Argentine. Les communautés indigènes menacées sur leurs terres ancestrales ont besoin de protection

DÉCLARATION PUBLIQUE

ÉFAI - 18 mars 2010

Amnesty International constate avec préoccupation que la communauté indigène de Chuchagasta, dans la province de Tucumán, ne bénéficie pas de mesures de protection efficaces ni de mécanismes qui leur permettraient de faire valoir leurs droits fondamentaux sans craindre d’être victimes de représailles ni de manœuvres d’intimidation. Le représentant de cette communauté, Javier Chocobar, ayant été tué le 12 octobre 2009, il est particulièrement urgent d’agir en ce sens.

Amnesty International a déclaré que les mesures que les autorités argentines sont tenues d’adopter doivent garantir aide et protection aux victimes, témoins et proches, tout au long de la procédure judiciaire se rapportant au meurtre de Javier Chocobar. Il existe des normes internationales relatives à ces droits spécifiques, qui prévoient que ce type de mesures doivent être évoquées avec les personnes concernées, afin que celles-ci puissent se prononcer en connaissance de cause.

D’après les informations reçues, le 12 octobre, un propriétaire terrien des alentours et deux anciens policiers se sont présentés armés devant la communauté de Chuchagasta, dans l’intention d’expulser par la force les membres de celle-ci des terres qu’ils occupent. Face au refus de la communauté d’abandonner ses terres, les trois hommes ont ouvert le feu. Javier Chocobar, âgé de 68 ans, a été tué et quatre autres personnes ont été blessées. Amnesty International a par la suite exhorté les autorités à accorder à la communauté la protection requise.
########
**Travail demandé**
D'après la déclaration publique sur la communauté de Chuchagasta, quel âge avait Javier Chocobar lorsqu'il a été tué ?

(Enregistrements de pointage)
########
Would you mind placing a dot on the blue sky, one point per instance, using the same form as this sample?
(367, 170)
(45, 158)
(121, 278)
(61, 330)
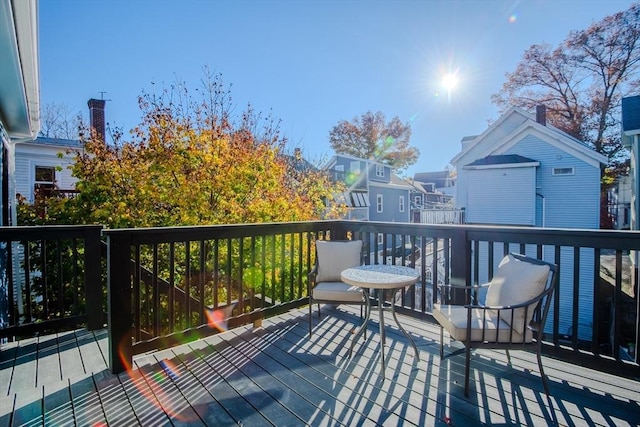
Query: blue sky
(311, 63)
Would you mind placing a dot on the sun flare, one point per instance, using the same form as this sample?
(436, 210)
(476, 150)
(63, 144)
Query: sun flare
(450, 81)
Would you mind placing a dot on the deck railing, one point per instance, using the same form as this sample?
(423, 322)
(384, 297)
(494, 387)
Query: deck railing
(167, 285)
(50, 279)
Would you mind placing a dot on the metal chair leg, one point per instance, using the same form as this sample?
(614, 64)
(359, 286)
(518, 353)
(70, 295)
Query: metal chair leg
(466, 371)
(545, 383)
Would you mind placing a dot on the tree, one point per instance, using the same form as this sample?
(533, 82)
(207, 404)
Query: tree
(582, 81)
(370, 137)
(189, 162)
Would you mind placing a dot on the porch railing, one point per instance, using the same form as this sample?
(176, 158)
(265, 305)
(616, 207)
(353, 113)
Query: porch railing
(171, 284)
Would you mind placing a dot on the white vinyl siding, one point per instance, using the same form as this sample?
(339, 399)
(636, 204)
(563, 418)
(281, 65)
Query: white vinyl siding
(501, 196)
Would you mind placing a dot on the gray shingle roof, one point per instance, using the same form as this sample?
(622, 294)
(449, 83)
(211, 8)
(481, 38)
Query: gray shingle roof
(502, 159)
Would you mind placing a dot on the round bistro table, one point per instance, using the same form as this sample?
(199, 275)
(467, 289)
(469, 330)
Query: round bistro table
(382, 277)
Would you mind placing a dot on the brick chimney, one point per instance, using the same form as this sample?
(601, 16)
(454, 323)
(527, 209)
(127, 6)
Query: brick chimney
(541, 115)
(96, 116)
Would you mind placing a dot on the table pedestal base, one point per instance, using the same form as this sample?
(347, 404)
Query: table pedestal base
(383, 337)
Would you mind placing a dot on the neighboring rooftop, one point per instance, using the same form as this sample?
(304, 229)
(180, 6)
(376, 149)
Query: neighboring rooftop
(502, 159)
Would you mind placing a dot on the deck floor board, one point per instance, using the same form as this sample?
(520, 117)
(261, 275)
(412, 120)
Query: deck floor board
(279, 375)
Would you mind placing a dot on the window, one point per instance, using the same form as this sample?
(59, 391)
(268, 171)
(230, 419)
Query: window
(45, 181)
(355, 167)
(563, 171)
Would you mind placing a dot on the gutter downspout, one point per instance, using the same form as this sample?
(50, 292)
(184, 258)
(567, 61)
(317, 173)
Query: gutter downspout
(544, 209)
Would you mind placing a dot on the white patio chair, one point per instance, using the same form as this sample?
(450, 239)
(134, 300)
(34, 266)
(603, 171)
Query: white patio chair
(513, 316)
(325, 284)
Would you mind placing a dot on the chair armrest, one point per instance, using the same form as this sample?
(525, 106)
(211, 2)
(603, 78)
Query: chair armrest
(462, 287)
(510, 307)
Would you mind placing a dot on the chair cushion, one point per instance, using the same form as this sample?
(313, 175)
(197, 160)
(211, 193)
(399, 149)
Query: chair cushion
(516, 282)
(333, 257)
(337, 291)
(453, 318)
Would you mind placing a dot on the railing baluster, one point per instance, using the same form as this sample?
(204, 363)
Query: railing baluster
(172, 287)
(576, 298)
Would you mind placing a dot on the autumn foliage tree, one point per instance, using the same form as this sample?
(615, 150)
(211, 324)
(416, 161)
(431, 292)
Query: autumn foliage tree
(371, 137)
(581, 81)
(190, 163)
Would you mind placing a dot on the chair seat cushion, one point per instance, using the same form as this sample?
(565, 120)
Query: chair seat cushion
(453, 318)
(335, 256)
(337, 291)
(516, 282)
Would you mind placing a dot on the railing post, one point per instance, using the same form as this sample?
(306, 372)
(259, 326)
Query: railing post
(93, 278)
(119, 302)
(460, 266)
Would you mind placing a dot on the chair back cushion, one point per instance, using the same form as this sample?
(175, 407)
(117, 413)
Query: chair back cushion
(335, 256)
(516, 282)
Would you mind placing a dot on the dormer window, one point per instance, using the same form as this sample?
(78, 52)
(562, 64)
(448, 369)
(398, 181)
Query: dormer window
(45, 182)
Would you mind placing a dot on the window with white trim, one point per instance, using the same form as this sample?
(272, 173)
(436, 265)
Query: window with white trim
(563, 171)
(354, 167)
(45, 181)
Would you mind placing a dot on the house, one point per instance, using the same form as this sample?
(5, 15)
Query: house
(432, 198)
(19, 113)
(373, 192)
(521, 171)
(43, 166)
(631, 140)
(19, 91)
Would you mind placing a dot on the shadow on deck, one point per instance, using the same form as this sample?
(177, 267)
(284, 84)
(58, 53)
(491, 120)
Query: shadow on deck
(277, 375)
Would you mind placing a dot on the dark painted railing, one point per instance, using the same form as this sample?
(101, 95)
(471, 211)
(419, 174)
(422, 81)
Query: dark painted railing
(50, 279)
(189, 279)
(193, 281)
(167, 285)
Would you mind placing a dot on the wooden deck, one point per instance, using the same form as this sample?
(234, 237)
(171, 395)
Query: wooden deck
(277, 375)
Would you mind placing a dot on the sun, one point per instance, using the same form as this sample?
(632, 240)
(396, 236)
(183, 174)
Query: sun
(450, 82)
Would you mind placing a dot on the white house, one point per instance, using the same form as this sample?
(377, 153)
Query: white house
(521, 171)
(19, 91)
(373, 193)
(44, 165)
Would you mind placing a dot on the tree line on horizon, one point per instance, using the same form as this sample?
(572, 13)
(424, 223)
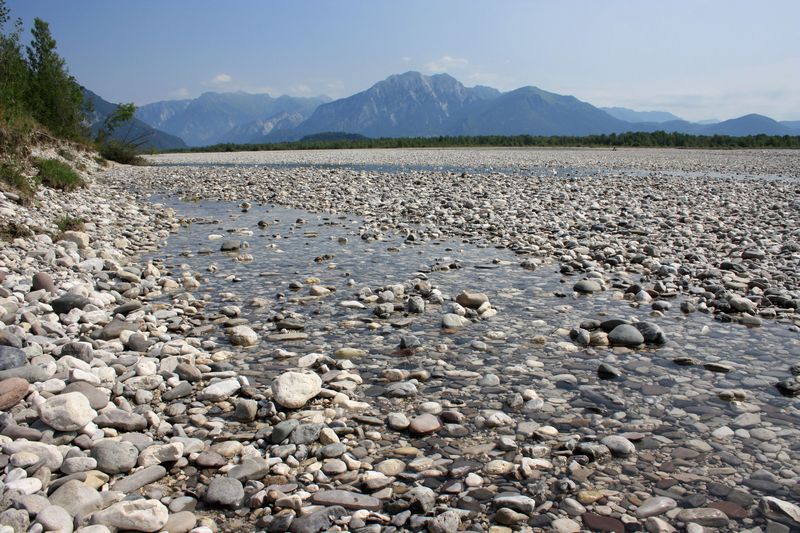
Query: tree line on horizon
(35, 85)
(656, 139)
(38, 95)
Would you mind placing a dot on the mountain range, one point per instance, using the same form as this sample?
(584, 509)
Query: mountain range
(417, 105)
(227, 117)
(134, 130)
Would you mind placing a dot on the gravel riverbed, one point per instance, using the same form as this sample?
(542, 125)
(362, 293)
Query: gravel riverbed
(407, 340)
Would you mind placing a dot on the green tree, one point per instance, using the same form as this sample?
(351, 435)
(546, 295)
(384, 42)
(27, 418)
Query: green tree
(13, 70)
(123, 113)
(54, 97)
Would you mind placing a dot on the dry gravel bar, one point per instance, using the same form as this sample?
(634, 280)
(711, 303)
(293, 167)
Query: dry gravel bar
(486, 340)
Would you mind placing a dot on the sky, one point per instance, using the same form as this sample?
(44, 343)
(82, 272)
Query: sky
(699, 59)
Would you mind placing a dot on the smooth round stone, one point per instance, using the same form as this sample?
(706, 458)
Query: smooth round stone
(11, 357)
(225, 492)
(587, 286)
(565, 525)
(243, 336)
(67, 412)
(42, 281)
(97, 398)
(334, 467)
(349, 353)
(489, 380)
(73, 465)
(115, 457)
(498, 467)
(54, 518)
(425, 424)
(453, 321)
(135, 515)
(24, 459)
(181, 522)
(625, 335)
(433, 408)
(655, 506)
(390, 467)
(619, 446)
(471, 300)
(12, 391)
(26, 485)
(293, 389)
(68, 302)
(398, 421)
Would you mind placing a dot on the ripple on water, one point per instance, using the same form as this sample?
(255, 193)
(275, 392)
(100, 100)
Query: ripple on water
(298, 246)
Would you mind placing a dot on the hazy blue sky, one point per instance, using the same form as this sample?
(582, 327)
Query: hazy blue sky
(698, 59)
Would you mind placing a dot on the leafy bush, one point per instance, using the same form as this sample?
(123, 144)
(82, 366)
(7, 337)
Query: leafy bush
(11, 176)
(69, 223)
(13, 230)
(121, 152)
(58, 175)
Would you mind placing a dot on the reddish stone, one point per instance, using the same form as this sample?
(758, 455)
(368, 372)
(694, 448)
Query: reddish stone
(595, 522)
(425, 424)
(12, 390)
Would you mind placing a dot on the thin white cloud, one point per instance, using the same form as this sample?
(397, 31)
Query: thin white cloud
(221, 79)
(446, 63)
(183, 92)
(300, 89)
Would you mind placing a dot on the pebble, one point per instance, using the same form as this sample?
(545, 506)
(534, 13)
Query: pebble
(420, 404)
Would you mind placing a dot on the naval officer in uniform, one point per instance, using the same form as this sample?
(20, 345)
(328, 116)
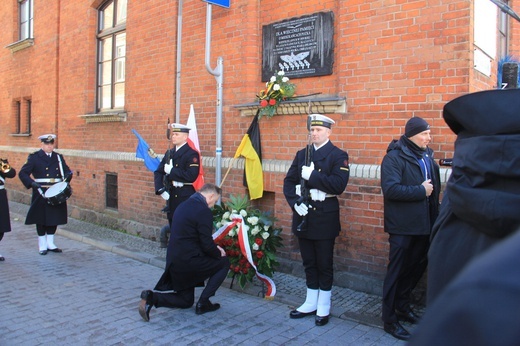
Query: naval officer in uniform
(177, 171)
(324, 179)
(47, 168)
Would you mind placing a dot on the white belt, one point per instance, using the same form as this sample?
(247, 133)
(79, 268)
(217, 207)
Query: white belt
(48, 180)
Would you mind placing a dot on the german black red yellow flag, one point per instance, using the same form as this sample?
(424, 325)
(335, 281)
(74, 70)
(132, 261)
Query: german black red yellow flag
(251, 150)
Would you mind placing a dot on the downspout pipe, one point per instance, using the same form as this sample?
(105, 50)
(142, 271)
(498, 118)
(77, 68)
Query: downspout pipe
(218, 74)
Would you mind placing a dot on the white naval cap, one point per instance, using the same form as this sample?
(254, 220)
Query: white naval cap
(175, 127)
(48, 138)
(321, 120)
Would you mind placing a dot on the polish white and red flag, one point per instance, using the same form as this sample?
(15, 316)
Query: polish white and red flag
(193, 142)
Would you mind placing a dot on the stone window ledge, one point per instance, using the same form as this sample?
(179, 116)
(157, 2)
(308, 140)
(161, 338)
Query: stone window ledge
(106, 117)
(322, 105)
(19, 45)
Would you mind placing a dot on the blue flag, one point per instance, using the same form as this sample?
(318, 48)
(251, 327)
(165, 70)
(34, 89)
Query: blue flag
(143, 151)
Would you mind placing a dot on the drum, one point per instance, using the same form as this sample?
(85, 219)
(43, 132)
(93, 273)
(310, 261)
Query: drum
(58, 193)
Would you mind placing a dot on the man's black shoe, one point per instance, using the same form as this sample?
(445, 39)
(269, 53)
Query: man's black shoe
(321, 320)
(145, 305)
(203, 307)
(408, 316)
(397, 331)
(298, 314)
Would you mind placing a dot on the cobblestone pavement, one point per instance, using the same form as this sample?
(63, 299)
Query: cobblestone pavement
(89, 294)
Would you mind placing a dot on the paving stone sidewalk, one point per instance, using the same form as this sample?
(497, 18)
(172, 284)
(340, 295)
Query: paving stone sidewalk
(354, 308)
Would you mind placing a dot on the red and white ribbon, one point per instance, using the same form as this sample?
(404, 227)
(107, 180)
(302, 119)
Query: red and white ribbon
(245, 247)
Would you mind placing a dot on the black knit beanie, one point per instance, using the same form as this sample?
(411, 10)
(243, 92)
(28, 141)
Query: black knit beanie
(414, 126)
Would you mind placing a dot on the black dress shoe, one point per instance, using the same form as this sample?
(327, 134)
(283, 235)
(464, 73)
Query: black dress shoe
(408, 316)
(397, 331)
(298, 314)
(203, 307)
(321, 320)
(145, 305)
(58, 250)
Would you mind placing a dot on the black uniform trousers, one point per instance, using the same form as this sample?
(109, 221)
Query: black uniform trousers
(317, 256)
(185, 298)
(407, 263)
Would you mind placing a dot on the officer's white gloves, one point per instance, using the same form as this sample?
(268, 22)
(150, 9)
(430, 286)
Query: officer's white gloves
(301, 209)
(168, 167)
(165, 195)
(317, 195)
(307, 171)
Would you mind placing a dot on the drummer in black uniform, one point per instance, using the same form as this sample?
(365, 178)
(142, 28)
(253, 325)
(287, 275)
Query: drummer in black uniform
(47, 168)
(177, 171)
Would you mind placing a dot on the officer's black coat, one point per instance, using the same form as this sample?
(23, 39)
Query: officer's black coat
(192, 255)
(40, 166)
(331, 174)
(5, 219)
(481, 201)
(186, 165)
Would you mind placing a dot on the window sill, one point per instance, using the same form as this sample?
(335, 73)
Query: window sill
(19, 45)
(322, 105)
(107, 117)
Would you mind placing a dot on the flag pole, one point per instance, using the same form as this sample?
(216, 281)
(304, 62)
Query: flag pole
(227, 172)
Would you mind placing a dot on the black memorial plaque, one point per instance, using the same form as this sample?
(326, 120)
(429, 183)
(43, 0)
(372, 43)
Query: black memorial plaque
(510, 75)
(301, 47)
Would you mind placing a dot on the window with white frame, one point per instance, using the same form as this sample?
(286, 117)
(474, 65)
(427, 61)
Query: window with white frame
(25, 19)
(111, 55)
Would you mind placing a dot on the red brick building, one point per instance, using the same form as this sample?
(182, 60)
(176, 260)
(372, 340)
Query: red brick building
(91, 78)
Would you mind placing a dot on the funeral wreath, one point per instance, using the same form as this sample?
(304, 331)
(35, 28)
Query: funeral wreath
(262, 237)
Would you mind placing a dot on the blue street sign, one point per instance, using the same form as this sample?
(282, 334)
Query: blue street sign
(223, 3)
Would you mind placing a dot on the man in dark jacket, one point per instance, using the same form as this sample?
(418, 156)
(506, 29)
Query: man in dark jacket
(482, 197)
(179, 168)
(410, 183)
(324, 179)
(6, 171)
(479, 306)
(191, 258)
(47, 168)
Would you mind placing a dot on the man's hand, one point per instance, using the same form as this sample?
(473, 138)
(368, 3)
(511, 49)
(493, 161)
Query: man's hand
(168, 167)
(317, 195)
(301, 209)
(428, 187)
(222, 251)
(307, 171)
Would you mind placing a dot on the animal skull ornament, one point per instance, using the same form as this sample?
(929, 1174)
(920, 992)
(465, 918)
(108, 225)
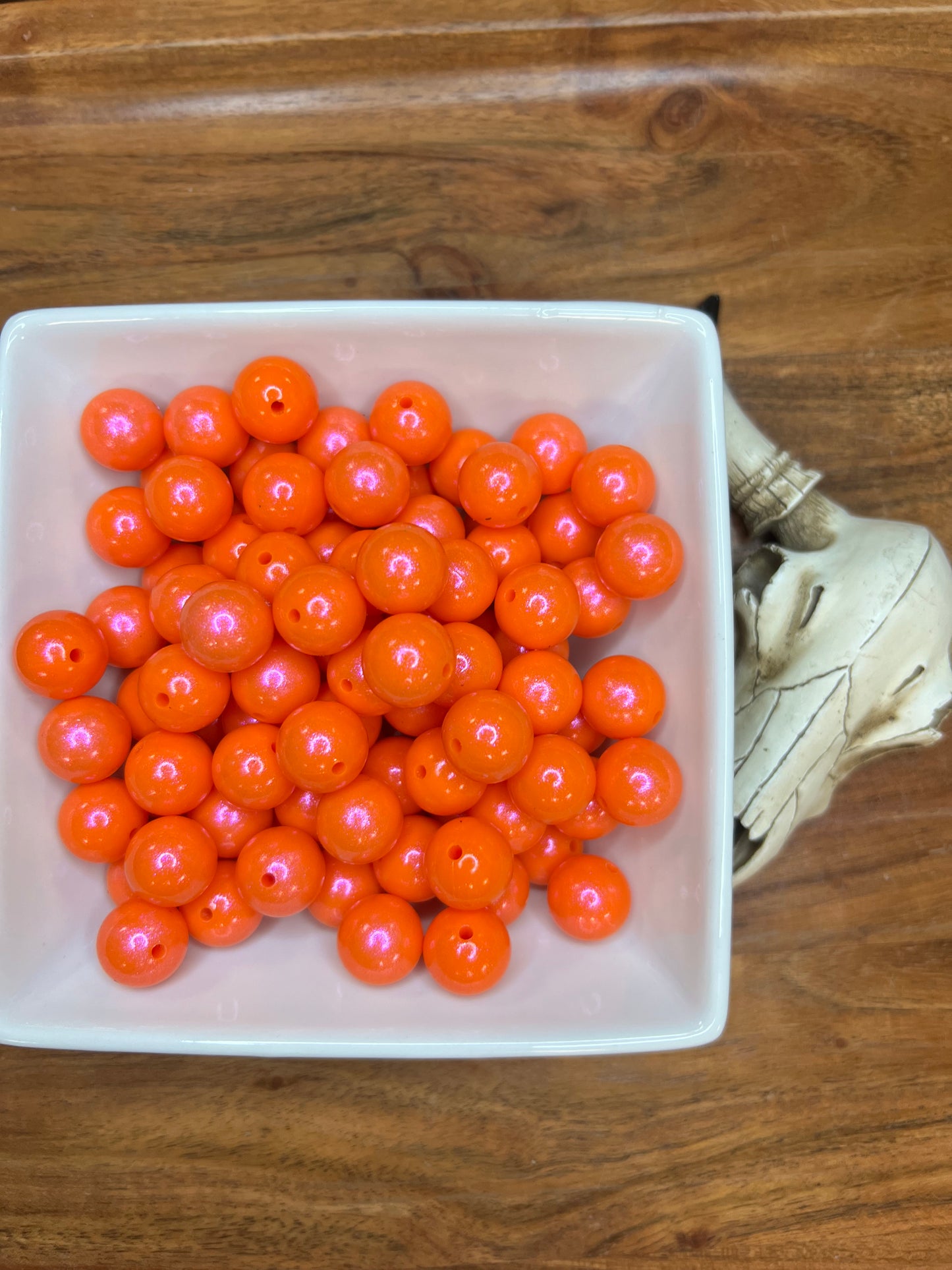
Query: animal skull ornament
(843, 629)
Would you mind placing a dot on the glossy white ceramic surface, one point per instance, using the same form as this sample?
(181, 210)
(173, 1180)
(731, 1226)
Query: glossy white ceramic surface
(632, 374)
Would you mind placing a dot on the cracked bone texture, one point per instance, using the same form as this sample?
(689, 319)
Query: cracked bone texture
(843, 629)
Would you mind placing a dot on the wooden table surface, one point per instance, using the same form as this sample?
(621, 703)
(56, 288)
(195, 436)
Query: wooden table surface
(798, 161)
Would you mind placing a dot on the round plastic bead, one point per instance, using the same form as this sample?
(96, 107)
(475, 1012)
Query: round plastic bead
(589, 897)
(122, 430)
(171, 860)
(201, 422)
(279, 871)
(188, 498)
(221, 916)
(141, 944)
(168, 772)
(639, 782)
(122, 616)
(96, 822)
(178, 694)
(414, 419)
(275, 399)
(84, 739)
(466, 953)
(60, 654)
(121, 531)
(380, 940)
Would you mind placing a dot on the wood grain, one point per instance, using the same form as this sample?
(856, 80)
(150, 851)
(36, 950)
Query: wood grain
(796, 159)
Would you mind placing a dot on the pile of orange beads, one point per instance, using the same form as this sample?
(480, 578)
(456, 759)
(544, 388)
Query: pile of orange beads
(348, 682)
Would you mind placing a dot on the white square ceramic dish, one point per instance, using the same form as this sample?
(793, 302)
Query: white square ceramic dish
(627, 372)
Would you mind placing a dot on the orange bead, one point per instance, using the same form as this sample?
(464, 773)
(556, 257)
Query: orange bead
(188, 498)
(224, 550)
(323, 747)
(640, 556)
(403, 871)
(386, 763)
(400, 569)
(501, 486)
(226, 626)
(589, 897)
(639, 782)
(433, 513)
(537, 606)
(279, 871)
(367, 484)
(549, 852)
(242, 465)
(343, 887)
(285, 493)
(328, 536)
(499, 812)
(408, 660)
(488, 736)
(347, 681)
(121, 614)
(221, 916)
(433, 782)
(468, 864)
(556, 444)
(278, 682)
(561, 531)
(177, 554)
(60, 654)
(141, 944)
(582, 732)
(623, 696)
(127, 701)
(478, 662)
(97, 821)
(171, 860)
(275, 399)
(556, 782)
(234, 716)
(361, 822)
(380, 940)
(300, 812)
(509, 648)
(414, 720)
(420, 482)
(116, 886)
(612, 482)
(121, 531)
(590, 823)
(178, 694)
(346, 553)
(466, 953)
(412, 418)
(507, 549)
(122, 430)
(334, 430)
(272, 560)
(168, 772)
(319, 610)
(601, 610)
(245, 767)
(516, 896)
(546, 686)
(227, 824)
(445, 469)
(202, 422)
(172, 591)
(84, 739)
(470, 585)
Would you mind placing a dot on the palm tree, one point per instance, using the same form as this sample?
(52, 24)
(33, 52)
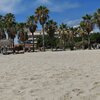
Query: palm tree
(87, 26)
(10, 26)
(82, 34)
(42, 15)
(22, 34)
(63, 34)
(50, 28)
(2, 31)
(97, 17)
(32, 24)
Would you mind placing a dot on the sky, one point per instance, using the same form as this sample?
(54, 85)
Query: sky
(66, 11)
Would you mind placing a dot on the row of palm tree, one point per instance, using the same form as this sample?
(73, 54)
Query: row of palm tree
(65, 33)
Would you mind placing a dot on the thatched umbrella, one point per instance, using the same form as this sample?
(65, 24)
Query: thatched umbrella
(5, 44)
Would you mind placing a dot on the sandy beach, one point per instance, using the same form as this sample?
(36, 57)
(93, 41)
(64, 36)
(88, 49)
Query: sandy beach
(65, 75)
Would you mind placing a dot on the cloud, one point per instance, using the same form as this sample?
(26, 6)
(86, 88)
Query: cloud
(43, 1)
(73, 22)
(18, 6)
(7, 6)
(64, 6)
(55, 6)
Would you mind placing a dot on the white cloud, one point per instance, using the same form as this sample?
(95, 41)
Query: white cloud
(64, 6)
(43, 1)
(57, 6)
(18, 6)
(7, 6)
(73, 22)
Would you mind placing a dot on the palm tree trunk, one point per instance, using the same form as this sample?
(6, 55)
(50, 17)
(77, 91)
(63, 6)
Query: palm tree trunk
(24, 46)
(89, 47)
(43, 38)
(13, 46)
(33, 41)
(82, 42)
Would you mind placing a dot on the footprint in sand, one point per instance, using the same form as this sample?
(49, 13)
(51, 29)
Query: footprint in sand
(96, 86)
(78, 91)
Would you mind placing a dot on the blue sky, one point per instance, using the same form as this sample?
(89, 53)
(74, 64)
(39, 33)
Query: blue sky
(67, 11)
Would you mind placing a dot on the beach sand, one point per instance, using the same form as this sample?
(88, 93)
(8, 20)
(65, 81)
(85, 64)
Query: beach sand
(65, 75)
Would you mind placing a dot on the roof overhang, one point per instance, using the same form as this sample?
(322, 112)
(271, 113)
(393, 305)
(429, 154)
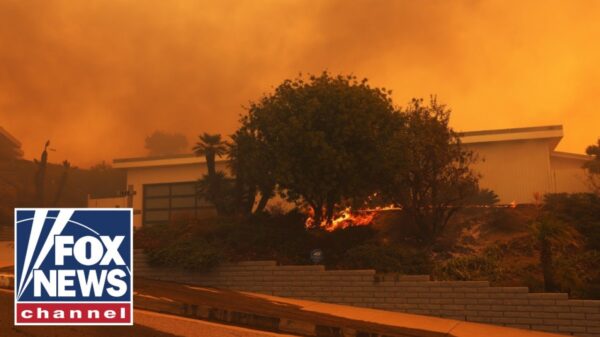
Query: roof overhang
(184, 159)
(553, 133)
(160, 161)
(573, 156)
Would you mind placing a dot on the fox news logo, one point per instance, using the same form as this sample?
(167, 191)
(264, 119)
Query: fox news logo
(73, 266)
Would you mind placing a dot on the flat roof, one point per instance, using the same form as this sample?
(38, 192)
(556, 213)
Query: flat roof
(554, 133)
(170, 160)
(551, 132)
(569, 155)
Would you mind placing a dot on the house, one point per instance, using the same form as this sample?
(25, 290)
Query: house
(520, 163)
(515, 163)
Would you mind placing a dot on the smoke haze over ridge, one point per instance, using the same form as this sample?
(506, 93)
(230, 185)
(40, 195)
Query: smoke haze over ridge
(96, 77)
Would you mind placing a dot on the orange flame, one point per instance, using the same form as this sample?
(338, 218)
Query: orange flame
(347, 218)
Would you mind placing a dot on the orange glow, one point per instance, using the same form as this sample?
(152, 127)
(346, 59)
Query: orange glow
(96, 77)
(348, 218)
########
**Réponse rédigée**
Il avait 68 ans.